## Description of the task
Your answer consists of the lines in the data that contain "positive". Copy each of them.

Start of Given information

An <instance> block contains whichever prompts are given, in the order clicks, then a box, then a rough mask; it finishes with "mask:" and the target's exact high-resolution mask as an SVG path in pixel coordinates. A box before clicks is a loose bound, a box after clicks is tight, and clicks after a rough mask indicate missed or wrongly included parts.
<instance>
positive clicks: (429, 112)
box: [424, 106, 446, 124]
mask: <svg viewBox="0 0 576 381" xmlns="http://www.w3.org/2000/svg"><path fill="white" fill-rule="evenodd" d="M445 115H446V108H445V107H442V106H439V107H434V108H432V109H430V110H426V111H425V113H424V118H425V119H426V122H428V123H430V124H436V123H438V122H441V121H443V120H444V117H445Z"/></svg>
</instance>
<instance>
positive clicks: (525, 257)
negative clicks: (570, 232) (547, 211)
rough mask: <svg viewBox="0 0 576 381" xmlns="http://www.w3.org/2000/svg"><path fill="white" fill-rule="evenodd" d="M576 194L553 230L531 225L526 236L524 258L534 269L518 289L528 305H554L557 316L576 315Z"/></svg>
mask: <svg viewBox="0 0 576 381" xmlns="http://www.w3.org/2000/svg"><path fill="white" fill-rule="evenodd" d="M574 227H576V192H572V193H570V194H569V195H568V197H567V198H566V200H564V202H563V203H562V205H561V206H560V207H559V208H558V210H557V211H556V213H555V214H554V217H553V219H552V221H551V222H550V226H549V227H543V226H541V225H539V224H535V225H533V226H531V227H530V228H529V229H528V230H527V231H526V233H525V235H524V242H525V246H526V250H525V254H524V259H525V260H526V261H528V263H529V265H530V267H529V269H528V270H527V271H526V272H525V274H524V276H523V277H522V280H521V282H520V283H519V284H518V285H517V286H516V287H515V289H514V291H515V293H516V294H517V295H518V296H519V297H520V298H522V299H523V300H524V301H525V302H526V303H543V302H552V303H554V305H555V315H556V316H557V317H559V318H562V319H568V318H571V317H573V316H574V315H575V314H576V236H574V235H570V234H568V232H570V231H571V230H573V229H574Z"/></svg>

End of Given information

## Result
positive clicks: (429, 112)
positive clicks: (525, 257)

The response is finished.